Raw records
## BEGIN
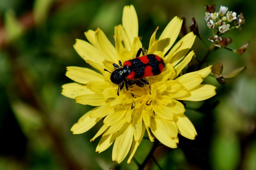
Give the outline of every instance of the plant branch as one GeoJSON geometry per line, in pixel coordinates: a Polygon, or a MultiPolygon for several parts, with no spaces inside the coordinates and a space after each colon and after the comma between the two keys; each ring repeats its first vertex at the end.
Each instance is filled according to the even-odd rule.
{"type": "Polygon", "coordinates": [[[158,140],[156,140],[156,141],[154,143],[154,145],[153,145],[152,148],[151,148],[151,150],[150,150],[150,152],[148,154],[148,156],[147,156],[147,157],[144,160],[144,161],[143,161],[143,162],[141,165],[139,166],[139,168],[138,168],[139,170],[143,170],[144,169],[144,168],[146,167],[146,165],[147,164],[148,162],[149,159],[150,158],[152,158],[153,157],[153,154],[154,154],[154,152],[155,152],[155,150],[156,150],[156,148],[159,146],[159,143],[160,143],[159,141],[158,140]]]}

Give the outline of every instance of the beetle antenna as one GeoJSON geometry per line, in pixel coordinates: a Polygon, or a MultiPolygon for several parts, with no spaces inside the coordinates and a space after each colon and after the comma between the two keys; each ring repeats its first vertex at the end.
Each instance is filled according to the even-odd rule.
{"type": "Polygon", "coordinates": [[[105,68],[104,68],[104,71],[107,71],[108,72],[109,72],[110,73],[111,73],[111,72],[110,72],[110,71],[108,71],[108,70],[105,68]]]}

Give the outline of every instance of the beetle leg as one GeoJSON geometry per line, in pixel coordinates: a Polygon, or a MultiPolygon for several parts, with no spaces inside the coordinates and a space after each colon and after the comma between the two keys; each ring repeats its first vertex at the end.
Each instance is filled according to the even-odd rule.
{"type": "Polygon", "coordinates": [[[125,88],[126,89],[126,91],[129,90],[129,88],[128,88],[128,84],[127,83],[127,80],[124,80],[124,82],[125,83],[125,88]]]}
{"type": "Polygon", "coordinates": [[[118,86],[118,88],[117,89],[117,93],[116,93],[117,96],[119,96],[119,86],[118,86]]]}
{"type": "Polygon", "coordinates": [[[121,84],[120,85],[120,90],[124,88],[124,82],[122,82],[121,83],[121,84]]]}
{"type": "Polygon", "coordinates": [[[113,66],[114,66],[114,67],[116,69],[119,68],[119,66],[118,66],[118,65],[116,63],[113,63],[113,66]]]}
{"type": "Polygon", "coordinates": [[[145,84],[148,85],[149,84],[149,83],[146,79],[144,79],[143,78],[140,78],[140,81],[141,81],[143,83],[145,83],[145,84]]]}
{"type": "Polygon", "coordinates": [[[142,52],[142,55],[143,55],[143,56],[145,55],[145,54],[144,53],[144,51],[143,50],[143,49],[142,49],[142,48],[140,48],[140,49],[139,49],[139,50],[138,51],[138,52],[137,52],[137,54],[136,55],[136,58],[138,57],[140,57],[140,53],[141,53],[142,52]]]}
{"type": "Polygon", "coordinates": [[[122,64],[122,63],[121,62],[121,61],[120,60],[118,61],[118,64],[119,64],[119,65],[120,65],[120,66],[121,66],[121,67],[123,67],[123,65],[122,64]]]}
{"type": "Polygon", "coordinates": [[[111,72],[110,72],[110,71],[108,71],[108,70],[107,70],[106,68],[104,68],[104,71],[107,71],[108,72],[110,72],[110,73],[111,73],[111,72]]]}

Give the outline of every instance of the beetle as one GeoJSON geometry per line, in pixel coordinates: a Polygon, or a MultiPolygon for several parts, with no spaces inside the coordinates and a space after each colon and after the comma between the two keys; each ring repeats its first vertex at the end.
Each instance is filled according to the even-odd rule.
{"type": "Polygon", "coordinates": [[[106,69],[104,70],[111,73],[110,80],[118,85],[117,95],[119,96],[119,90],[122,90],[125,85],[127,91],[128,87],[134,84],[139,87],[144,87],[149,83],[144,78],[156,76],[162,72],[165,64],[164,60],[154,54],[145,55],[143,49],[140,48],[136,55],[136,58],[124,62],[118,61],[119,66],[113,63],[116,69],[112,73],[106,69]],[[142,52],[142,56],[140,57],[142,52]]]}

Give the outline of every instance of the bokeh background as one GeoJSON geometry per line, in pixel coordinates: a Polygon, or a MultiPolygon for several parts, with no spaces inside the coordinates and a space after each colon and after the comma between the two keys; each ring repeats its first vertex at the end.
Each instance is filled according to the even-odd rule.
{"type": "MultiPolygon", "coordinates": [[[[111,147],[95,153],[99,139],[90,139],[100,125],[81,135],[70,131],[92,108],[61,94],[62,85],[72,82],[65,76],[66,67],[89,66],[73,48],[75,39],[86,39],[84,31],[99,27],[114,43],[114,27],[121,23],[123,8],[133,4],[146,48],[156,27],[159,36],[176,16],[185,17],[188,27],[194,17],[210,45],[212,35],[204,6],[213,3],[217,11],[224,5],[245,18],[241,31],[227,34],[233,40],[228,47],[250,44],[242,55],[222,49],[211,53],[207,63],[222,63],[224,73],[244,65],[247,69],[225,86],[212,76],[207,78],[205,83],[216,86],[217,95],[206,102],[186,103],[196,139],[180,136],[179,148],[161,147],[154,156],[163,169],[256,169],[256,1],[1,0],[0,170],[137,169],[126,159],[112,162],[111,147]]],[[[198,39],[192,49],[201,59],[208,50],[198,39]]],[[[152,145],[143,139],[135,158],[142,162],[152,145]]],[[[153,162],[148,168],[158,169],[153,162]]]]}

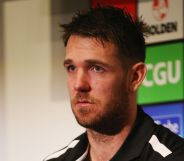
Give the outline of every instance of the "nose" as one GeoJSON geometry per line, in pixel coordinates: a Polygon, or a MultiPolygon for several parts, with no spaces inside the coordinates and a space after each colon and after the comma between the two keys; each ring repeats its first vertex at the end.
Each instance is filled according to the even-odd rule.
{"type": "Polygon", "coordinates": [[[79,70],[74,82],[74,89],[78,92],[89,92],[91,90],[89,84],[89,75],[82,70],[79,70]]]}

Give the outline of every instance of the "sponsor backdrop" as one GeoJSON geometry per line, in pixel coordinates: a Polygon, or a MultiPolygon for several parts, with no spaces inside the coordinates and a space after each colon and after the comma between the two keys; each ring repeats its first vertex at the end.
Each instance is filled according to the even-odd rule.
## END
§ **Instructions to follow**
The listing above must be printed again exactly, minus its pictures.

§ **Response to the task**
Give the outline of every instance of the plant branch as one GeoJSON geometry per line, in pixel coordinates: a Polygon, or a MultiPolygon for several parts, with no spaces inside the coordinates and a space after each colon and after the comma between the two keys; each ring repeats its first vertex at the end.
Each instance is filled according to the even-odd rule.
{"type": "Polygon", "coordinates": [[[158,140],[156,140],[156,141],[154,143],[154,145],[153,145],[152,148],[151,148],[151,150],[150,150],[150,152],[148,154],[148,156],[147,156],[147,157],[144,160],[144,161],[143,161],[143,162],[141,165],[139,166],[139,168],[138,168],[139,170],[143,170],[144,169],[144,168],[146,167],[146,165],[147,164],[148,162],[149,159],[150,158],[152,158],[153,157],[153,154],[154,154],[154,152],[155,152],[155,150],[156,150],[156,148],[159,146],[159,143],[160,143],[159,141],[158,140]]]}

Give the outline of every instance of the beetle antenna as one GeoJSON geometry per line, in pixel coordinates: a Polygon, or a MultiPolygon for several parts, with no spaces inside the coordinates and a space after each colon and after the comma between the two keys; each ring repeats its first vertex at the end.
Each instance is filled according to the even-odd rule.
{"type": "Polygon", "coordinates": [[[105,68],[104,68],[104,71],[107,71],[108,72],[109,72],[110,73],[111,73],[111,72],[110,72],[110,71],[108,71],[108,70],[105,68]]]}

Give the outline of every instance of the beetle leg as one GeoJSON geometry per line, in pixel coordinates: a Polygon, or a MultiPolygon for several parts, with no spaces inside the coordinates and a space after each colon and after the comma between the two keys; each ring repeats its first vertex at the end.
Each instance is filled according to the even-odd rule.
{"type": "Polygon", "coordinates": [[[125,88],[126,89],[126,91],[129,90],[129,88],[128,88],[128,84],[127,83],[127,80],[124,80],[124,82],[125,83],[125,88]]]}
{"type": "Polygon", "coordinates": [[[118,86],[118,88],[117,89],[117,93],[116,93],[117,96],[119,96],[119,86],[118,86]]]}
{"type": "Polygon", "coordinates": [[[121,84],[120,85],[120,90],[124,88],[124,82],[122,82],[121,83],[121,84]]]}
{"type": "Polygon", "coordinates": [[[113,66],[114,66],[114,67],[116,69],[119,68],[119,66],[118,66],[118,65],[116,63],[113,63],[113,66]]]}
{"type": "Polygon", "coordinates": [[[145,84],[148,85],[149,84],[149,83],[146,79],[144,79],[143,78],[140,78],[140,81],[141,81],[143,83],[145,83],[145,84]]]}
{"type": "Polygon", "coordinates": [[[142,52],[142,55],[143,55],[143,56],[145,55],[145,54],[144,53],[144,51],[143,50],[143,49],[142,49],[142,48],[140,48],[140,49],[139,49],[139,50],[138,51],[138,52],[137,52],[137,54],[136,55],[136,58],[138,57],[140,57],[140,53],[141,53],[142,52]]]}
{"type": "Polygon", "coordinates": [[[122,64],[122,63],[121,62],[121,61],[120,60],[118,61],[118,64],[119,64],[119,65],[120,65],[120,66],[121,66],[121,67],[123,67],[123,65],[122,64]]]}
{"type": "Polygon", "coordinates": [[[111,72],[110,72],[110,71],[108,71],[108,70],[107,70],[106,68],[104,68],[104,71],[107,71],[108,72],[110,72],[110,73],[111,73],[111,72]]]}

Give the outline of every instance of the beetle as one GeoJSON geometry per line, in pixel coordinates: a Polygon, or a MultiPolygon for several parts, with no spaces inside the coordinates and a space after each colon and after the comma between the two keys; each ring repeats its first vertex at the end.
Each instance is filled according to the even-odd rule.
{"type": "Polygon", "coordinates": [[[106,69],[104,70],[111,73],[110,80],[118,85],[117,95],[119,96],[119,90],[122,90],[125,85],[127,91],[128,87],[134,84],[139,87],[144,87],[149,83],[144,78],[156,76],[162,72],[165,64],[164,60],[154,54],[145,55],[143,49],[140,48],[136,55],[136,58],[124,62],[118,61],[119,66],[113,63],[116,69],[112,73],[106,69]],[[142,52],[142,56],[140,57],[142,52]]]}

Give the outline of every instance of the bokeh background as one GeoJSON geometry per line, in pixel coordinates: a Polygon, or a MultiPolygon for several parts, with no spaces inside the coordinates and a space after each colon and after the comma between the two keys; each ring repeats its first vertex at the end.
Each instance is filled according to the even-odd rule.
{"type": "MultiPolygon", "coordinates": [[[[111,147],[95,153],[99,139],[90,139],[100,125],[81,135],[70,131],[92,108],[61,94],[62,85],[72,82],[65,76],[66,67],[89,66],[73,48],[75,39],[86,39],[84,31],[99,27],[114,43],[114,27],[121,23],[123,8],[133,4],[146,48],[156,27],[159,36],[176,16],[185,17],[188,27],[194,17],[210,45],[212,35],[204,6],[213,3],[217,11],[224,5],[245,18],[241,31],[227,34],[233,40],[228,47],[250,44],[242,55],[222,49],[211,53],[207,63],[222,63],[224,73],[244,65],[247,69],[225,86],[212,76],[207,78],[205,83],[216,86],[217,95],[206,102],[186,103],[196,139],[180,136],[179,148],[161,147],[154,156],[163,169],[256,169],[256,1],[1,0],[0,170],[137,169],[126,159],[112,162],[111,147]]],[[[198,39],[192,49],[201,59],[208,50],[198,39]]],[[[152,145],[143,139],[135,158],[142,162],[152,145]]],[[[153,162],[148,168],[158,169],[153,162]]]]}

Give the outline of every instance of the "nose" as one GeoJSON geometry per line, in pixel coordinates: a Polygon, or a MultiPolygon for several parts, with no spaces inside the coordinates and a space after each colon and after the comma between the two keys; each ring repeats its first vertex at the end.
Each instance is filled according to the even-odd rule.
{"type": "Polygon", "coordinates": [[[79,70],[74,82],[74,89],[78,92],[89,92],[91,90],[89,84],[89,75],[82,70],[79,70]]]}

Give the outline of every instance of the "sponsor backdrop" as one GeoJSON geometry per line, in pixel coordinates: a Polygon, or a MultiPolygon for several parts, with no spaces inside the coordinates and a space after each colon and after the comma between the two keys; each ring repeats its first vertex at the end.
Each instance is filled according to the even-odd rule.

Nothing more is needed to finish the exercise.